● DIRECTIVE: Each record is to be transcribed exactly.

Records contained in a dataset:
:::::
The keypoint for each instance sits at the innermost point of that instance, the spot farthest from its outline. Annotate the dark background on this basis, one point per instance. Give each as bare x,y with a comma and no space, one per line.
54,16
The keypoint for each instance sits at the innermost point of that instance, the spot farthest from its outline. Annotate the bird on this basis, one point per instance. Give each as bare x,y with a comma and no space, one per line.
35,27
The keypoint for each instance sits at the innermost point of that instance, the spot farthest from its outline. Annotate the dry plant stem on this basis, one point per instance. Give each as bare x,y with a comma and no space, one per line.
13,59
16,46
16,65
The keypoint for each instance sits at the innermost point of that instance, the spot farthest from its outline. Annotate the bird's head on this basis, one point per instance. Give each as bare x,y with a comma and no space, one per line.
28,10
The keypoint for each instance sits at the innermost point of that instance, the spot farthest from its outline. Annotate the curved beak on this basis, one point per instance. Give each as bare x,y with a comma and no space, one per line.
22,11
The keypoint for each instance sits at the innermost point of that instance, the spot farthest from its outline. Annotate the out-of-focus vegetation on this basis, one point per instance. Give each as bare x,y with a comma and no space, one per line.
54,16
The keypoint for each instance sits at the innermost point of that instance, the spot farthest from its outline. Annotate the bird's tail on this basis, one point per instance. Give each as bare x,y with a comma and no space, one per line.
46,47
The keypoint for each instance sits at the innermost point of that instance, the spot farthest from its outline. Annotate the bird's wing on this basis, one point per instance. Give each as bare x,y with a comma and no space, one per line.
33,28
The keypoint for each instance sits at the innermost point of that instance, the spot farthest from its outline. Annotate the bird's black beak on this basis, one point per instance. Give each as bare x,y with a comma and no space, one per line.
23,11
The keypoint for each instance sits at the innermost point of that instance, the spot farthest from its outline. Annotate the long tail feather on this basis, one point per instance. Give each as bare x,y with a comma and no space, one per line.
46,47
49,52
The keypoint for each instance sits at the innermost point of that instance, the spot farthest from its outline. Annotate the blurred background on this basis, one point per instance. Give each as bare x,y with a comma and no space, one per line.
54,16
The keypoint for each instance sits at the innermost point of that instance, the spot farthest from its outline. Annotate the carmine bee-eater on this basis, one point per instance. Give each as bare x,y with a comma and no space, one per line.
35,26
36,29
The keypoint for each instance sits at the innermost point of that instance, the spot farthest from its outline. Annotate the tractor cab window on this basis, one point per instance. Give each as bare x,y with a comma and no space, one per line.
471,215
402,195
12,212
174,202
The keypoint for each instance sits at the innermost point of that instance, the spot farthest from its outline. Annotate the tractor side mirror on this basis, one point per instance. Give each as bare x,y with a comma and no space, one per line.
:::::
● TASK ANSWER:
The keypoint for each instance sits at the innermost point of that instance, the spot farthest from its outline. Annotate the dark background on this basis, one point per instance. Give each as bare x,y with a comma and no space, one per line.
54,16
The keypoint for each instance sits at the innermost point of that instance, the spot farthest from its outline. Annotate the bird on this basis, one point per instance. Give each as bare x,y with a comma and no space, one per line.
35,27
The keypoint for each instance sits at the innermost point of that instance, the spot farthest from its outline. Annotate the dry plant stem on this basis, one point per instance. Give each as bare x,y with a comma and no space, one per line.
13,59
16,46
16,65
The keypoint for each instance sits at the innermost point of that instance, the spot farthest from its outline. Annotate the bird's head on this basis, one point per instance. Give each as bare x,y with a comma and no space, one per line.
28,10
The keypoint for each instance sits at the innermost point of that instance, the spot farthest from its outline. Annotate the curved beak on this basis, one point per instance. Give each as bare x,y with a comma and no space, one per line.
22,11
The keypoint for each instance sits at the innermost point of that instance, the spot farthest from its outline. Annotate the out-of-focus vegetation on this basis, one point per instance. Give each as bare x,y with a comma and no space, one per line.
54,16
The keypoint for each instance sits at the innermost point of that instance, the spot farthest from its outline. Annotate the bird's tail on this basis, one point per instance. Give each as bare x,y with a comma and no space, one per line.
46,47
The keypoint for each instance sits at the innermost point of that instance, the spot farthest from its outline. Annotate the bird's wing on this basis, one point per instance. Give each as bare x,y with a comma and no space, one per line.
33,28
The keypoint for each instance sits at the innermost point of that instance, the spot farthest from its outline. Annotate the bird's black beak on this basis, one point per instance. Give each as bare x,y with a comma and no space, one per line.
23,11
The keypoint for each instance sits at the innermost point of that instance, the spot farthest from its outline. Annotate the long tail feather on this basis, one point per instance. Give each as bare x,y with a comma and no space, one per line.
46,47
49,52
The keypoint for each instance sits at the innermost point of that instance, the spot farthest from its outline. Annotate the blurred background on this basis, one point per instance. Give each as bare x,y with a comma and no space, one per line.
54,16
The keypoint for each instance sits at the innermost point of that instance, the spot farthest from its outline. Annotate the carmine bee-eater on this basis, one point per instance. Give each as bare x,y with a comma and no space, one per line.
35,26
36,29
The keypoint for each instance sits at the innermost point of that instance, the spot farthest from its outline. Annotate the tractor cab window on this basis, one point per instance. Give each as bare x,y with a comma and no space, one per line.
471,215
402,195
12,212
174,202
The keypoint for each instance sits at the innermost point of that instance, the spot farthest from its outline. Annotate the tractor side mirror on this basis, one point per instance. Give each as bare x,y with a comma and no space, one per line.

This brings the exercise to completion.